### [About this exercise]
The answer is every line of the records that holds the word "seagull", copied in full.

[Stored data]
┌──
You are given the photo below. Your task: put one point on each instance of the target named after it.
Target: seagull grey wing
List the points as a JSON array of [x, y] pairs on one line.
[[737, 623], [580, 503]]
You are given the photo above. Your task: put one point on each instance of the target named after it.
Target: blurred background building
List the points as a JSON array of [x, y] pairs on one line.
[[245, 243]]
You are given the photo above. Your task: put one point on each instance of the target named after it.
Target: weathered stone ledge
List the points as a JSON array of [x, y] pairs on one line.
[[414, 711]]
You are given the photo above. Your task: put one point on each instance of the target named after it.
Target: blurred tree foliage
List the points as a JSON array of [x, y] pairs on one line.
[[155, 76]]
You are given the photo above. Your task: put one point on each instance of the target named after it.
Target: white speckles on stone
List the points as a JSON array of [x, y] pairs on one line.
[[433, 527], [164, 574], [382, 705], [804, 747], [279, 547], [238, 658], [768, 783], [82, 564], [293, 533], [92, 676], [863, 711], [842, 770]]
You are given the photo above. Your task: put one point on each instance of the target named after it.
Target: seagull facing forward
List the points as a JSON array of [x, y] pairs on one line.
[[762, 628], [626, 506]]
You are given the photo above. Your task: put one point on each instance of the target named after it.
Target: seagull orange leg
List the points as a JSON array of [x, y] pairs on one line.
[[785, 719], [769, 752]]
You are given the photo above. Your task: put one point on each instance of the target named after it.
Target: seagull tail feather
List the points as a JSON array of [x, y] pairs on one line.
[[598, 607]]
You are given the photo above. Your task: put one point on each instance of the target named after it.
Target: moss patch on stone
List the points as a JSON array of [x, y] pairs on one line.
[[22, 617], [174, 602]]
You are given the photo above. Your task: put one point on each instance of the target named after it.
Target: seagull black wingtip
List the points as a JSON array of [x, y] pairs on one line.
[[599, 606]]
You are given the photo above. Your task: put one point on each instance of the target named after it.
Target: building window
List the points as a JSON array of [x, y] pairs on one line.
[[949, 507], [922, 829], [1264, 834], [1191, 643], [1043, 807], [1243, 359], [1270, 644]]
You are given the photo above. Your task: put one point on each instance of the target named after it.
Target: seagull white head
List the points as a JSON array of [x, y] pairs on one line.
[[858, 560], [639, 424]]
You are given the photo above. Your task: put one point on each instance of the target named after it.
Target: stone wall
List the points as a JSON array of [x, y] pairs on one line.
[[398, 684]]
└──
### [Solution to this problem]
Target: seagull grey wing
Target: seagull facing forward
Target: seagull orange leg
Target: seagull tail feather
Target: seagull black wingtip
Target: seagull white head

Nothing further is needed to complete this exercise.